--- STATED EXERCISE 1 ---
According to the case summary, in what year did the Imperial Irrigation District, the Coachella Valley Water District, and the Metropolitan Water District of Southern California enter the Quantification Settlement Agreement?

--- SELECTED PASSAGE ---
+ + +

Quantification Settlement Agreement Cases
(2011) 201 Cal.App.4th 758

In a lengthy opinion focusing on the legality of agreements concerning the allocation of Colorado River water, the Third District Court of Appeal ruled (1) it was appropriate to remand the petitioners’ CEQA claims to the trial court, rather than for the Court of Appeal to exercise its original jurisdiction over those claims, and (2) the trial court did not abuse its discretion in denying a motion to dismiss the CEQA claims by virtue of the petitioners’ failure to name as real parties in interest all of the parties to one of the challenged agreements.

In 2003, the Imperial Irrigation District (“IID”), the Coachella Valley Water District (“Coachella”), and the Metropolitan Water District of Southern California (Metropolitan) entered a “Quantification Settlement Agreement” and (along with numerous other parties) various related agreements.  The agreements served to apportion California’s share of Colorado River water, and to provide a framework for conservation measures and water transfers among the parties.  IID filed a validation action.  Various entities filed answers in opposition to the validation action, as well as separate lawsuits challenging the agreements on various grounds.  The cases were consolidated and coordinated.  In January 2010, the trial court found that a key agreement implementing the Quantification Settlement Agreement was unconstitutional.  In light of this finding, the trial court dismissed CEQA challenges as moot, since the agreements had to be rescinded for reasons other than CEQA.  Various appeals and cross-appeals followed.

In the validation action, the Court of Appeal reversed the trial court’s conclusion that the agreement was unconstitutional.  The Court of Appeal rejected other challenges to the validity of the agreement as well.  The Court affirmed the trial court’s grant of summary adjudication of an allegation that the parties had failed to comply with the “wheeling statutes.”  (Wat. Code, §§ 1810-1814.)

CEQA challenges remained.  As noted above, the trial court had dismissed those claims as moot based on its (erroneous) conclusion that the agreements were invalid on constitutional grounds.  With the agreements revived, two of the petitioners – Imperial County and an environmental group – urged the Court of Appeal to reach the merits of their CEQA claims, rather than remanding them to the trial court.  The Court of Appeal declined.  Although the Courts of Appeal do have original jurisdiction to hear CEQA claims, the Court concluded the circumstances did not justify a departure from the normal practice of having the trial court consider CEQA claims in the first instance.

+ + +

--- LISTED ENTRIES ---

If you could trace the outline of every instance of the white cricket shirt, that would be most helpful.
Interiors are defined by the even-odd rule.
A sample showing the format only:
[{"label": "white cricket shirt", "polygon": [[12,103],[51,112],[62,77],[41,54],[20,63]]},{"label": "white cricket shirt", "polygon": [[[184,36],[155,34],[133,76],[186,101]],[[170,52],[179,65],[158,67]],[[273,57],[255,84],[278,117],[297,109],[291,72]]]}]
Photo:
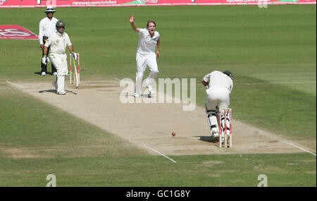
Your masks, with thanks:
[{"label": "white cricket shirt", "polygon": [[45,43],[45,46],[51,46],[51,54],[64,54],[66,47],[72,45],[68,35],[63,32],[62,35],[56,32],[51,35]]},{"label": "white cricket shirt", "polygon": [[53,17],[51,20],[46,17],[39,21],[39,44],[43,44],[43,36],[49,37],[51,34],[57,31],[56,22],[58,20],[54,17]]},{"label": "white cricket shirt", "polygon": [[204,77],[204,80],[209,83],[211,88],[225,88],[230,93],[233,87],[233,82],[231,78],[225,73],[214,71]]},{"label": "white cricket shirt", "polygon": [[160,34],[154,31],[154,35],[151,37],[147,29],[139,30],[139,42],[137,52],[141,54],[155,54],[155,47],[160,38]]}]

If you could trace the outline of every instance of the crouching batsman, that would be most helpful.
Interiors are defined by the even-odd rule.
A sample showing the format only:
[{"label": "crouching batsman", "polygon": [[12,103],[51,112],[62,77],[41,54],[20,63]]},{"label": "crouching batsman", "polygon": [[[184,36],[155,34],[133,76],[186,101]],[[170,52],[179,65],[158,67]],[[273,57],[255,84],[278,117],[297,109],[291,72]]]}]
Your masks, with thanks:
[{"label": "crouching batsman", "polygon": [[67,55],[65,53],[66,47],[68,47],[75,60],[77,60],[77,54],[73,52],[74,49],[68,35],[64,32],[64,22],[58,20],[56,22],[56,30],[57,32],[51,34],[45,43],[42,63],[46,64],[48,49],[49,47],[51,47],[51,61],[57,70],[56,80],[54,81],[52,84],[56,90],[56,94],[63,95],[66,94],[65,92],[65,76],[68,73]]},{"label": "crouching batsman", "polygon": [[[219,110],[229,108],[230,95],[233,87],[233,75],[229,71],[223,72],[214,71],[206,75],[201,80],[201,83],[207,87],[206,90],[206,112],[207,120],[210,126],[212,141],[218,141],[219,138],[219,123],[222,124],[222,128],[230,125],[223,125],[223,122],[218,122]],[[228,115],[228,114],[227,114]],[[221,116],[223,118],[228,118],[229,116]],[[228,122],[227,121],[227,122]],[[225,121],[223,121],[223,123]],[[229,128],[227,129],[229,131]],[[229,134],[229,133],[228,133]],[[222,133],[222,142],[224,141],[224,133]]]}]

+ + +

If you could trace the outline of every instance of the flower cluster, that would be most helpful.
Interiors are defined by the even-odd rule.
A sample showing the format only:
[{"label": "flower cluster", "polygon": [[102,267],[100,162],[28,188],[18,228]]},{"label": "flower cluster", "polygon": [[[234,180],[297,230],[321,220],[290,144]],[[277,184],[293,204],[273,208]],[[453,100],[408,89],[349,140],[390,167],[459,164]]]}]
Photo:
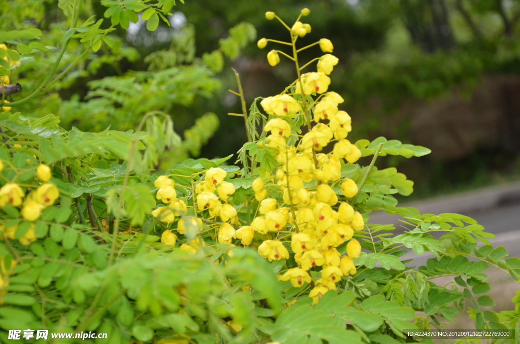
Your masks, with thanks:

+ + +

--- STATED EXERCISE 2 ---
List every line in the entries that contains the word "would". Case counts, so include only lines where the word appears with that exact capitalization.

--- TASK OUTPUT 1 ---
2003

--- TASK OUTPUT 2 ---
If you could trace the outline of every instance of the white cricket shirt, that would be most helpful.
If you could trace the outline of every instance of the crouching batsman, that would be most helpful.
If you could trace the outline of every instance of the flower cluster, that would be most helpful.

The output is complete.